:: Quoted passage ::
The poignant story of two Narberth brothers who died in the Somme on consecutive days is to feature in a dramatic portrayal as part of the town’s museum’s commemoration of the First World War.

David and Evan Salmon, aged 20 and 22, joined the Royal Field Artillery in August 2015.

Their regimental numbers were one digit apart, as were their new service numbers when they transferred to the 1st Battalion, the Royal Welsh Fusiliers.

Caught up in the heavy shelling that characterised in the Somme, David died ‘in the field’ on February 6, 1916. Evan died of his wounds the following date.

By the end of the month, two sets of letters had arrived at the family home, Lowlands, Crinow, informing the Salmon family that both brothers had died and had been buried.

The letters, together with those of condolence to the family and communication from the Salmon brothers themselves, were found in an old suitcase donated to the museum, which was discovered in the attic of a house near Narberth.

It is these letters, and others equally moving, that will form the highlight of Narberth Museum’s commemorations.

In partnership with Narberth Youth Theatre, a performance of the dramatised letters will be set alongside the renowned poet, Owen Sheers’ verse- drama, Pink Mist, which tells of the return from Afghanistan of three teenage soldiers.

:: The tasks ::
**1.** Name every organization or military unit mentioned in the article about the Salmon brothers.
**2.** Write a short continuation of the article about the Salmon brothers, starting after its final sentence.
You will not need the rows to complete the tasks.

Coordinate annotation rows:
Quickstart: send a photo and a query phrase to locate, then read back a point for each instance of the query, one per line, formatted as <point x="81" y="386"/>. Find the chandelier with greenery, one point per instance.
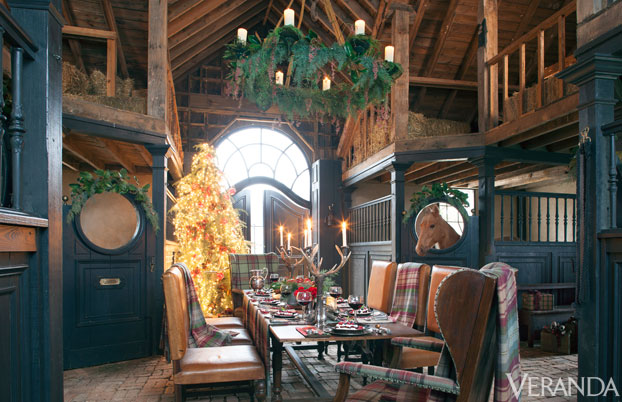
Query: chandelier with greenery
<point x="307" y="87"/>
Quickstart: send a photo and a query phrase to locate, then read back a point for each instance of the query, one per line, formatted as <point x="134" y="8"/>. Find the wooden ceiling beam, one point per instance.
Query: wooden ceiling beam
<point x="213" y="33"/>
<point x="201" y="28"/>
<point x="79" y="152"/>
<point x="117" y="153"/>
<point x="112" y="24"/>
<point x="448" y="21"/>
<point x="190" y="17"/>
<point x="74" y="44"/>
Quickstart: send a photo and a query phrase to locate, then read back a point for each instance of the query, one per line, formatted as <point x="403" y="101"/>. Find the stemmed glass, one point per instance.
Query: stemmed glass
<point x="335" y="291"/>
<point x="304" y="297"/>
<point x="355" y="303"/>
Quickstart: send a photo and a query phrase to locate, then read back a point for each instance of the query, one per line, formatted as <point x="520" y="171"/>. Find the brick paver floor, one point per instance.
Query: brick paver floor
<point x="149" y="379"/>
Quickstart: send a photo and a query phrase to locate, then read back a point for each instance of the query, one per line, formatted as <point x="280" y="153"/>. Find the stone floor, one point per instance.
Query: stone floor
<point x="149" y="379"/>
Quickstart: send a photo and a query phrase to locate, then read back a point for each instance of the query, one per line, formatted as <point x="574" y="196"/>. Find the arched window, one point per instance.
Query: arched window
<point x="261" y="152"/>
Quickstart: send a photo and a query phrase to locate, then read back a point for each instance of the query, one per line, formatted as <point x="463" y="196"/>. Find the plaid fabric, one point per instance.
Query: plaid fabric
<point x="201" y="334"/>
<point x="382" y="391"/>
<point x="508" y="361"/>
<point x="535" y="300"/>
<point x="406" y="294"/>
<point x="242" y="264"/>
<point x="417" y="343"/>
<point x="259" y="329"/>
<point x="446" y="385"/>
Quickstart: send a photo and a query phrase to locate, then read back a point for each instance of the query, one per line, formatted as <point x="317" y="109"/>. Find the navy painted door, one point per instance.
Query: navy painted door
<point x="105" y="298"/>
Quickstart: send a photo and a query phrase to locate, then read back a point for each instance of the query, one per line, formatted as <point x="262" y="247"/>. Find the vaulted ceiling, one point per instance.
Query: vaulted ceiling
<point x="443" y="36"/>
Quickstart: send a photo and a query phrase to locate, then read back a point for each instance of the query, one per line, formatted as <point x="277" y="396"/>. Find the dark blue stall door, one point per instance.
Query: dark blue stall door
<point x="106" y="300"/>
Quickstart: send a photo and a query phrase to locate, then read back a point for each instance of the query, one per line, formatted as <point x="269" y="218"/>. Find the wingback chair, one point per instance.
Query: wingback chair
<point x="466" y="311"/>
<point x="239" y="363"/>
<point x="411" y="358"/>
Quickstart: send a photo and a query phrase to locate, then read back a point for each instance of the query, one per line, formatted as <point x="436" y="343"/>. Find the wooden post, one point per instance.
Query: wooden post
<point x="399" y="93"/>
<point x="487" y="77"/>
<point x="157" y="59"/>
<point x="155" y="263"/>
<point x="540" y="84"/>
<point x="111" y="67"/>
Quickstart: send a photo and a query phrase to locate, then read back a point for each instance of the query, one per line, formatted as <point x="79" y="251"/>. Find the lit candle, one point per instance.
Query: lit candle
<point x="388" y="53"/>
<point x="325" y="84"/>
<point x="359" y="27"/>
<point x="242" y="33"/>
<point x="288" y="16"/>
<point x="281" y="233"/>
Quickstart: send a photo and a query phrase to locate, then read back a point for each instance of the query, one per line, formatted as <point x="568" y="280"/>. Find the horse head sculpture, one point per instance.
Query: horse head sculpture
<point x="434" y="229"/>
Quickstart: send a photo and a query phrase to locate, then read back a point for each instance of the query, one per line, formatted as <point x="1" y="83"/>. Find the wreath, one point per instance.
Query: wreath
<point x="307" y="60"/>
<point x="112" y="181"/>
<point x="438" y="191"/>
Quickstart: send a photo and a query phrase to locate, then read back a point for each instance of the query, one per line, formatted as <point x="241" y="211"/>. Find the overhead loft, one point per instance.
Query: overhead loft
<point x="103" y="128"/>
<point x="527" y="109"/>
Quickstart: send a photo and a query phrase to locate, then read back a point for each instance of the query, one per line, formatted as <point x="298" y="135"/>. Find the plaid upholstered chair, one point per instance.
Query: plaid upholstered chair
<point x="241" y="265"/>
<point x="467" y="316"/>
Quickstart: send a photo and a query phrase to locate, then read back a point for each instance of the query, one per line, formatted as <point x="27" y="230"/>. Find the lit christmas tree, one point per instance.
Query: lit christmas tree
<point x="208" y="228"/>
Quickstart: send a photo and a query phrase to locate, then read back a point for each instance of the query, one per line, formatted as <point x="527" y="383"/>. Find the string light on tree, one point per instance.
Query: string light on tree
<point x="208" y="229"/>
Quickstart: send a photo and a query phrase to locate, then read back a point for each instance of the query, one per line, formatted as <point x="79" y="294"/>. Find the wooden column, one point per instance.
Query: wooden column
<point x="487" y="78"/>
<point x="399" y="93"/>
<point x="41" y="367"/>
<point x="397" y="210"/>
<point x="155" y="263"/>
<point x="595" y="74"/>
<point x="157" y="77"/>
<point x="485" y="206"/>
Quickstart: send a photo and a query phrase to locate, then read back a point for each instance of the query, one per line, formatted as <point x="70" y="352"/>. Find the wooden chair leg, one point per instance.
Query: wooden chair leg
<point x="342" y="388"/>
<point x="260" y="390"/>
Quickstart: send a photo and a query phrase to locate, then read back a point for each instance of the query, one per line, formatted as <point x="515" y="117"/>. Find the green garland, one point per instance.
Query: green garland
<point x="253" y="66"/>
<point x="438" y="191"/>
<point x="112" y="181"/>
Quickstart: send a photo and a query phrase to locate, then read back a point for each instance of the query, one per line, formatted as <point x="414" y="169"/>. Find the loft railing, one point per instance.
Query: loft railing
<point x="535" y="217"/>
<point x="371" y="221"/>
<point x="10" y="171"/>
<point x="558" y="21"/>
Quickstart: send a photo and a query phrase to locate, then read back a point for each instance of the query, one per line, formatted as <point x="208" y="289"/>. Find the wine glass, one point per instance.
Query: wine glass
<point x="355" y="303"/>
<point x="304" y="297"/>
<point x="335" y="291"/>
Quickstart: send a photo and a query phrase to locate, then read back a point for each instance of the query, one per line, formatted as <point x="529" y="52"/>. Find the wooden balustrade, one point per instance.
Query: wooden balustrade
<point x="371" y="221"/>
<point x="535" y="217"/>
<point x="519" y="46"/>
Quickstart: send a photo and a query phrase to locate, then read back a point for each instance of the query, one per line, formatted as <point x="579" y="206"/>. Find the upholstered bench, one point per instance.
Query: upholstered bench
<point x="238" y="365"/>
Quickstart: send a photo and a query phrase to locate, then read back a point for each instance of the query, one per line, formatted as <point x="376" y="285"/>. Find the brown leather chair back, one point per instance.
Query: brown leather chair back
<point x="381" y="284"/>
<point x="439" y="272"/>
<point x="424" y="286"/>
<point x="177" y="318"/>
<point x="467" y="312"/>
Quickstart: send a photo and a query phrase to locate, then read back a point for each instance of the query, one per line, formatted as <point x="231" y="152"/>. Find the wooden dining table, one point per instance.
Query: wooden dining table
<point x="283" y="335"/>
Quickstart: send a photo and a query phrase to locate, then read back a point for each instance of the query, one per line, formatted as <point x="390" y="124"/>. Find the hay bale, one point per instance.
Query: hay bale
<point x="421" y="126"/>
<point x="74" y="81"/>
<point x="98" y="83"/>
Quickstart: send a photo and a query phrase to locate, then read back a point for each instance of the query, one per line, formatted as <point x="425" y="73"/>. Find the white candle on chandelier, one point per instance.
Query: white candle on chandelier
<point x="242" y="33"/>
<point x="325" y="84"/>
<point x="359" y="27"/>
<point x="281" y="234"/>
<point x="288" y="17"/>
<point x="389" y="51"/>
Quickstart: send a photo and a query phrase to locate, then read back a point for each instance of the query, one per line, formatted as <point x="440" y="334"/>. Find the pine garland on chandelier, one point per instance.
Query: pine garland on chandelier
<point x="310" y="68"/>
<point x="208" y="229"/>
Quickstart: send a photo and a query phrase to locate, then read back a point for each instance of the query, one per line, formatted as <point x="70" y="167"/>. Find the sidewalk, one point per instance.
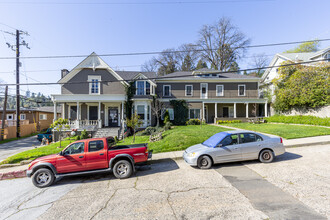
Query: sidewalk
<point x="19" y="171"/>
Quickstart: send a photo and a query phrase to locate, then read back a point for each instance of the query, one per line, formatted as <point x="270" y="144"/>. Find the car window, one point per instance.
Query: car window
<point x="95" y="146"/>
<point x="76" y="148"/>
<point x="230" y="140"/>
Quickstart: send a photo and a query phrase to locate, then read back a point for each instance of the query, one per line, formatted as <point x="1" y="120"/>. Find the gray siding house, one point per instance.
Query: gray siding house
<point x="93" y="95"/>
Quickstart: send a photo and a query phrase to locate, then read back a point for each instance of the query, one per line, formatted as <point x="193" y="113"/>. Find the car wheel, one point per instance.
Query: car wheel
<point x="43" y="178"/>
<point x="204" y="162"/>
<point x="122" y="169"/>
<point x="266" y="156"/>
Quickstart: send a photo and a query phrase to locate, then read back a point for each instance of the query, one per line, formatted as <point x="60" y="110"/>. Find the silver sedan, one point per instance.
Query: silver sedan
<point x="233" y="146"/>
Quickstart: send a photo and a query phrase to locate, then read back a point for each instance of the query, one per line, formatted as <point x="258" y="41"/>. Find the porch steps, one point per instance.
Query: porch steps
<point x="106" y="132"/>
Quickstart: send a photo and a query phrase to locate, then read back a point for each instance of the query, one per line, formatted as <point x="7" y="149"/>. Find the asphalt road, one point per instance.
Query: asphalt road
<point x="14" y="147"/>
<point x="168" y="189"/>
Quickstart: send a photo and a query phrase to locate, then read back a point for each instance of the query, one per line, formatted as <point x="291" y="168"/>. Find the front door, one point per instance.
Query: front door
<point x="93" y="114"/>
<point x="73" y="159"/>
<point x="113" y="117"/>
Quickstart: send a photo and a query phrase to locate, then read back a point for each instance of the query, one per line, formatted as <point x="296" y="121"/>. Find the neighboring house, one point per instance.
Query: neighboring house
<point x="272" y="73"/>
<point x="93" y="94"/>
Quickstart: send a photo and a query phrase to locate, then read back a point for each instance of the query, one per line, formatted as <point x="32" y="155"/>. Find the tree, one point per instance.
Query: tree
<point x="222" y="44"/>
<point x="134" y="123"/>
<point x="201" y="64"/>
<point x="311" y="46"/>
<point x="156" y="108"/>
<point x="60" y="125"/>
<point x="259" y="61"/>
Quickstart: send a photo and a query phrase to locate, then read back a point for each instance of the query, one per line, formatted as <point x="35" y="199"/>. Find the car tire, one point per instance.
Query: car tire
<point x="204" y="162"/>
<point x="43" y="177"/>
<point x="266" y="156"/>
<point x="122" y="169"/>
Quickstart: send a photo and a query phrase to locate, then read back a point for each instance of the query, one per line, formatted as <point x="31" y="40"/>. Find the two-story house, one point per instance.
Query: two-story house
<point x="93" y="95"/>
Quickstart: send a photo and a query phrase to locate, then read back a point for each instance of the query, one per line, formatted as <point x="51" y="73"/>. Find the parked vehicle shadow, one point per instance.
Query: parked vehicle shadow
<point x="151" y="167"/>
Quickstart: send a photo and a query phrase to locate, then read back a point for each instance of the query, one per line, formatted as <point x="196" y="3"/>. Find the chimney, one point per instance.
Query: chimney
<point x="64" y="72"/>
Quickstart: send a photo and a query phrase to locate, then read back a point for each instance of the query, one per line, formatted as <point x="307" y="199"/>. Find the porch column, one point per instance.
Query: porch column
<point x="99" y="116"/>
<point x="55" y="111"/>
<point x="216" y="112"/>
<point x="203" y="110"/>
<point x="235" y="110"/>
<point x="247" y="110"/>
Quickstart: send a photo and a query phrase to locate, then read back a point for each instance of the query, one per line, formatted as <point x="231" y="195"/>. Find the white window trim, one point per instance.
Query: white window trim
<point x="22" y="115"/>
<point x="207" y="91"/>
<point x="216" y="90"/>
<point x="42" y="117"/>
<point x="90" y="78"/>
<point x="244" y="90"/>
<point x="170" y="91"/>
<point x="12" y="117"/>
<point x="192" y="90"/>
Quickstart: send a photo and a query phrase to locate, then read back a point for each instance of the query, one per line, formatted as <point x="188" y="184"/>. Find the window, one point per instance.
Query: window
<point x="166" y="90"/>
<point x="43" y="117"/>
<point x="140" y="111"/>
<point x="76" y="148"/>
<point x="194" y="113"/>
<point x="22" y="117"/>
<point x="219" y="90"/>
<point x="95" y="146"/>
<point x="241" y="90"/>
<point x="189" y="90"/>
<point x="94" y="85"/>
<point x="230" y="140"/>
<point x="140" y="88"/>
<point x="147" y="88"/>
<point x="10" y="116"/>
<point x="203" y="90"/>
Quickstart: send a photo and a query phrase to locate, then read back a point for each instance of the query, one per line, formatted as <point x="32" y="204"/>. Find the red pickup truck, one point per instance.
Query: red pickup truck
<point x="88" y="156"/>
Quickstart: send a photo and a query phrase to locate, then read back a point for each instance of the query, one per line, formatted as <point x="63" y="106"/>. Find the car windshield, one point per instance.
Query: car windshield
<point x="215" y="139"/>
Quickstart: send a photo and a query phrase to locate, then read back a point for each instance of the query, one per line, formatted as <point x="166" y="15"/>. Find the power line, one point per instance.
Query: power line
<point x="160" y="52"/>
<point x="138" y="3"/>
<point x="168" y="77"/>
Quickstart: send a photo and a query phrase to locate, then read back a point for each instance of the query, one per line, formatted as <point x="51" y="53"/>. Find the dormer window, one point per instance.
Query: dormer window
<point x="94" y="84"/>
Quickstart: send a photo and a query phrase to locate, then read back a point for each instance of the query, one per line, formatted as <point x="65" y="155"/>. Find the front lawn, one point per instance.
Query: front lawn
<point x="286" y="131"/>
<point x="178" y="138"/>
<point x="37" y="152"/>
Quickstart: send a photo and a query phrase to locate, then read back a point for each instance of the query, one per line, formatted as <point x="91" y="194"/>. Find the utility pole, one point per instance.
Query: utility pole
<point x="18" y="128"/>
<point x="4" y="115"/>
<point x="18" y="44"/>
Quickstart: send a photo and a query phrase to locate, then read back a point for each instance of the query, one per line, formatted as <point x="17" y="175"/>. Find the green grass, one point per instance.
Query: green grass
<point x="178" y="138"/>
<point x="286" y="131"/>
<point x="37" y="152"/>
<point x="300" y="119"/>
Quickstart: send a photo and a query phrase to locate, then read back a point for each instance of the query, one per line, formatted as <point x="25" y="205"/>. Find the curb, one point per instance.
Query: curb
<point x="13" y="175"/>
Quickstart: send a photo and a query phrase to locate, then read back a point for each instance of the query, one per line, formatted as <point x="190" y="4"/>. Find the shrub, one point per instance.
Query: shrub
<point x="228" y="121"/>
<point x="84" y="134"/>
<point x="300" y="119"/>
<point x="193" y="122"/>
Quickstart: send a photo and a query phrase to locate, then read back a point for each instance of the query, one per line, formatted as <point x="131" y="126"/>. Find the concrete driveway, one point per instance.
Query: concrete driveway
<point x="170" y="189"/>
<point x="14" y="147"/>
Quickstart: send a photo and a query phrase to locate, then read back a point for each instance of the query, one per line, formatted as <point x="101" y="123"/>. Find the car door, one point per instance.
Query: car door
<point x="228" y="150"/>
<point x="250" y="145"/>
<point x="96" y="157"/>
<point x="72" y="159"/>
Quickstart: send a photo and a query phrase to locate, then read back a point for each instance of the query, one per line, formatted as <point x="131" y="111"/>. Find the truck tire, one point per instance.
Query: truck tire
<point x="43" y="177"/>
<point x="122" y="169"/>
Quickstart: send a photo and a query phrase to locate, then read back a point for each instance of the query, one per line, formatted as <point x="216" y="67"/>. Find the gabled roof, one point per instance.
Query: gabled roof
<point x="94" y="62"/>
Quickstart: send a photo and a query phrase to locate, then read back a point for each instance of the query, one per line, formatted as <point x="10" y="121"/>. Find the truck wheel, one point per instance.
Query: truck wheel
<point x="122" y="169"/>
<point x="43" y="178"/>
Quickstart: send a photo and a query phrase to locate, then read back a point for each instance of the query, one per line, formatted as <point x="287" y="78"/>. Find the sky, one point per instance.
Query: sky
<point x="80" y="27"/>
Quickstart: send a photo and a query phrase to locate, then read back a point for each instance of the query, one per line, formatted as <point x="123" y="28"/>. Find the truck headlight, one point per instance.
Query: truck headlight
<point x="191" y="154"/>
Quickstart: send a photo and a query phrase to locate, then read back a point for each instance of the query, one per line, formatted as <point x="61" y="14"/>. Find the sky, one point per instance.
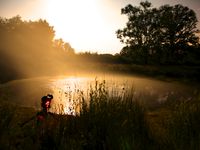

:: Outputs by task ::
**1.** Royal Field Artillery; 1st Battalion, the Royal Welsh Fusiliers; Narberth Museum; Narberth Youth Theatre

**2.**
“We wanted to make our interpretation of the First World War story relevant and immediate and we are delighted that Owen Sheers has allowed us to incorporate his work,”said Narberth Museum’s curator, Pauline Griffiths.

“His evocation of the conflict in Afghanistan has parallels with the experiences these young soldiers went through in France and only serves to underline the human cost of warfare, whenever and wherever it occurs.”

The dramatisation is part of the museum’s project Letters from the Front: Learning from the Past which has attracted a generous grant from the Heritage Lottery Fund.

This has enabled many of the objects, medals, photographs and documents at the museum can be displayed and interpreted so that visitors can learn more about this significant time in the town’s history.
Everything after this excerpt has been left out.